▸ **WHAT IS NEEDED**: Look at the data below and print exactly the lines from its first line through the line with "positive clicks: (624, 87)"; the pictures stay out of the copy.

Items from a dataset
=-=-=

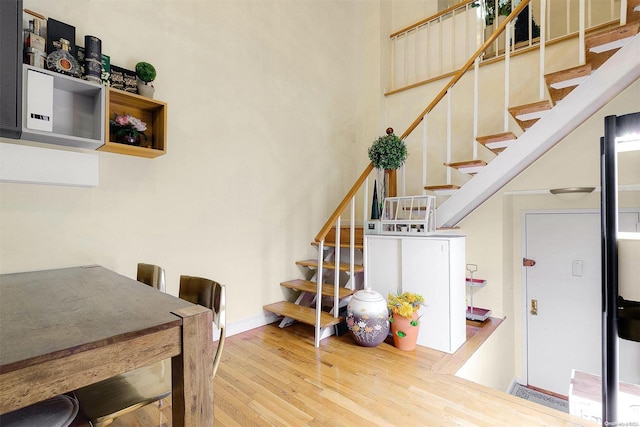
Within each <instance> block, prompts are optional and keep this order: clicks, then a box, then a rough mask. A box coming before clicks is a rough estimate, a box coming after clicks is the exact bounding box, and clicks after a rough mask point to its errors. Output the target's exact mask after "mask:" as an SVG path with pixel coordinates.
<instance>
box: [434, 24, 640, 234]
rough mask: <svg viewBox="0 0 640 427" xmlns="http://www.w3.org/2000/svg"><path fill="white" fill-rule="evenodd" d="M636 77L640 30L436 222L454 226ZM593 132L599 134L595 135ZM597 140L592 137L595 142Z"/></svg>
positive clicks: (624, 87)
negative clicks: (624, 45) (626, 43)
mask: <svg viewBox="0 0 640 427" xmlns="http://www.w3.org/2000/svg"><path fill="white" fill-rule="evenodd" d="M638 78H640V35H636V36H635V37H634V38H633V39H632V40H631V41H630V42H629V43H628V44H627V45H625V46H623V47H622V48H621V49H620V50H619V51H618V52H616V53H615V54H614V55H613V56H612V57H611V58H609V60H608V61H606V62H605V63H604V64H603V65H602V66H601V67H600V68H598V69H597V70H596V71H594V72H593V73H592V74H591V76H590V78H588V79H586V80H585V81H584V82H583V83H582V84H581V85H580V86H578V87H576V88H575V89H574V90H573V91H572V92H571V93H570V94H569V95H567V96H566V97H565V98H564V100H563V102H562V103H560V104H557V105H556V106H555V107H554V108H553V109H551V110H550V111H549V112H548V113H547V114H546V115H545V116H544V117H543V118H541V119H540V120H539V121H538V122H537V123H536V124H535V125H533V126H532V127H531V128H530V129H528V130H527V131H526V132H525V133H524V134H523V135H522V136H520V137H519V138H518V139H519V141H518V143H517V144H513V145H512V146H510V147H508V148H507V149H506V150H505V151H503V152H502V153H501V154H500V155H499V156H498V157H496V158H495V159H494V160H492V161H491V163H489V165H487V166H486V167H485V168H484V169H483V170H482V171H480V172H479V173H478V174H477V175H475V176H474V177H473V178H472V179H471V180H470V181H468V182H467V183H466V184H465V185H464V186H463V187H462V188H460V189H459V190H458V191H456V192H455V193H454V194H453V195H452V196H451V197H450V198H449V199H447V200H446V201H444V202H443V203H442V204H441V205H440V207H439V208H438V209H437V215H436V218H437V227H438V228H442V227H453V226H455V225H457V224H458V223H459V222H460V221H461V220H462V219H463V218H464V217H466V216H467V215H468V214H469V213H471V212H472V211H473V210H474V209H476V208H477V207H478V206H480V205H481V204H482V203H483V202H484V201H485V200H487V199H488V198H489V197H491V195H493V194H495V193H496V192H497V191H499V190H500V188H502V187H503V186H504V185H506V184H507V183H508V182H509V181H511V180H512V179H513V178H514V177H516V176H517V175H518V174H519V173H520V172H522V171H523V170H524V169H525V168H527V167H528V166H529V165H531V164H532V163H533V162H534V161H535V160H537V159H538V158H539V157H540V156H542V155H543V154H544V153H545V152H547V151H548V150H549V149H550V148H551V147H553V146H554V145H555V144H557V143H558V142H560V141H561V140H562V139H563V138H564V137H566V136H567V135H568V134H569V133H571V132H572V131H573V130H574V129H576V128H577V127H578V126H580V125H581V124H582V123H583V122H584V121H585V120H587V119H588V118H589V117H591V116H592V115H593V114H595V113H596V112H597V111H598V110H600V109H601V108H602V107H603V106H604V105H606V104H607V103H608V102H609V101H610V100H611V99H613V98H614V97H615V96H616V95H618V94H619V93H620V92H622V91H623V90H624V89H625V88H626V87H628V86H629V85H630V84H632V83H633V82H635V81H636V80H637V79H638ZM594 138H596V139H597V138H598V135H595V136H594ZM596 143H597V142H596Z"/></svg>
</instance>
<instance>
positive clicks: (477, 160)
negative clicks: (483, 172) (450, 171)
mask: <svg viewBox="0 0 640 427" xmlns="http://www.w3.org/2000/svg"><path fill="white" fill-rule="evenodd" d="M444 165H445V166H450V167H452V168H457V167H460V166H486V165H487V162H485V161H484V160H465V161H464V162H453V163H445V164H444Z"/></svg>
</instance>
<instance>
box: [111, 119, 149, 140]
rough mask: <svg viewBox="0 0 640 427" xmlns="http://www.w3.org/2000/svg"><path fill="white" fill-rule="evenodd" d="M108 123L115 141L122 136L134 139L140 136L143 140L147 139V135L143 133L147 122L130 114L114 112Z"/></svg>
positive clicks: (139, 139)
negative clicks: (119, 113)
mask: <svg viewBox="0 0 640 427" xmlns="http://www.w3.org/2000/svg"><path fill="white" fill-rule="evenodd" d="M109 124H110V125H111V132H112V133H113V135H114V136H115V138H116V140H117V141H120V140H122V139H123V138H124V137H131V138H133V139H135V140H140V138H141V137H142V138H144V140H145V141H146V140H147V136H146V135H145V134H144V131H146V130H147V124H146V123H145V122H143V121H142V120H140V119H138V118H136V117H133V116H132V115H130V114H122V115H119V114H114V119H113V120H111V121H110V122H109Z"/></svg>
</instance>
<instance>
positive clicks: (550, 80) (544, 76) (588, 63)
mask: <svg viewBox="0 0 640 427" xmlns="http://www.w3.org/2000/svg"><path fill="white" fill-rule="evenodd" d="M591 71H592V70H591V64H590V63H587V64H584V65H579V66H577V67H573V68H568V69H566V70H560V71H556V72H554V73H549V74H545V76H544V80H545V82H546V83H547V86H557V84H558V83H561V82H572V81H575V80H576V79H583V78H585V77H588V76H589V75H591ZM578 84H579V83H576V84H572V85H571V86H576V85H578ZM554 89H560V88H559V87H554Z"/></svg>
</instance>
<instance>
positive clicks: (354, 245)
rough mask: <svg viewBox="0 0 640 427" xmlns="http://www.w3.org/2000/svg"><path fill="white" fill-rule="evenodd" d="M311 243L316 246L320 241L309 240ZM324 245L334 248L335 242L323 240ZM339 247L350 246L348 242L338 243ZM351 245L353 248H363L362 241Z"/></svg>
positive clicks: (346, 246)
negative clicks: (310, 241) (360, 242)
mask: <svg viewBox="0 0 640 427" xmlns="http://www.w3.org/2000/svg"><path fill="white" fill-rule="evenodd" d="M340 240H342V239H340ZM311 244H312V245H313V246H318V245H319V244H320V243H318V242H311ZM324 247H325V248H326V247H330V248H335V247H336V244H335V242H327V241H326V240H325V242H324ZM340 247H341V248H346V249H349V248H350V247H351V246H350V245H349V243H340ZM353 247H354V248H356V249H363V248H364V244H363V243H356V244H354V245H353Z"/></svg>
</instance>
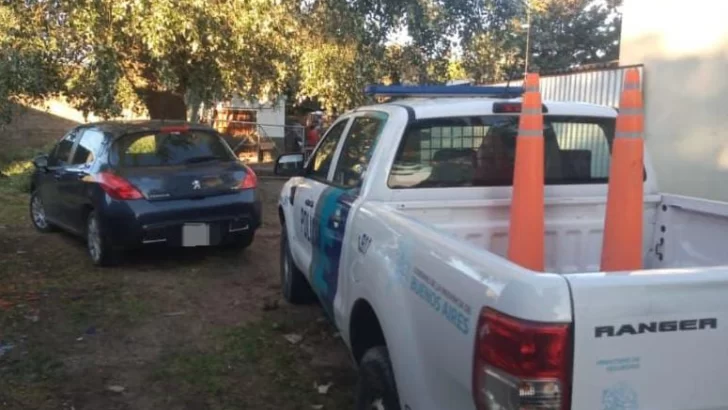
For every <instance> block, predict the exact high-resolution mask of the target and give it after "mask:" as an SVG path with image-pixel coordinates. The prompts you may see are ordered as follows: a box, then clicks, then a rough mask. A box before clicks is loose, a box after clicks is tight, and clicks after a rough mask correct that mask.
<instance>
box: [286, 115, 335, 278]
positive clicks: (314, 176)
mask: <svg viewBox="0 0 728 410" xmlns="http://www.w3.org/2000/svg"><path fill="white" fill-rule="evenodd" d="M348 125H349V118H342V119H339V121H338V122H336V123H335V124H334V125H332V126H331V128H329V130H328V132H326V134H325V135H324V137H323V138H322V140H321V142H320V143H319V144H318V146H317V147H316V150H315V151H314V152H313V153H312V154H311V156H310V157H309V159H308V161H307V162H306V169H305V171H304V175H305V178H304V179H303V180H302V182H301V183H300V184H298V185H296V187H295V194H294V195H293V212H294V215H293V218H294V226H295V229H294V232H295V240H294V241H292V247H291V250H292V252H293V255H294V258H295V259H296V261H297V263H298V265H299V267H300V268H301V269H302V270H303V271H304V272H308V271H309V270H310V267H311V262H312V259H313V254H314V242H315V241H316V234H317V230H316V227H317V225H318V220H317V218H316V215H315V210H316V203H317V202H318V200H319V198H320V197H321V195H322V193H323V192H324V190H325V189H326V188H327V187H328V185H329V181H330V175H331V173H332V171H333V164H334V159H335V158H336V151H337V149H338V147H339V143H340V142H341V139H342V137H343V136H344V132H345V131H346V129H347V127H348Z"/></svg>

=-=-=

▸ **FINISHED TASK**:
Within each <instance> block, prompts are optional and keep this order: clicks, then a box, then a rough mask. A box coming before clicks is a rough estimate, a box coming after clicks is the exact bounding box, and clicks after a rough mask point to its errors. Output the target's exact mask after "mask:" as an SVG path with pixel coordinates.
<instance>
box: [434, 24, 640, 234]
rough mask: <svg viewBox="0 0 640 427" xmlns="http://www.w3.org/2000/svg"><path fill="white" fill-rule="evenodd" d="M636 77L640 30L436 222L454 226ZM593 132L599 134L595 135ZM597 140L592 137L595 142Z"/></svg>
positive clicks: (624, 87)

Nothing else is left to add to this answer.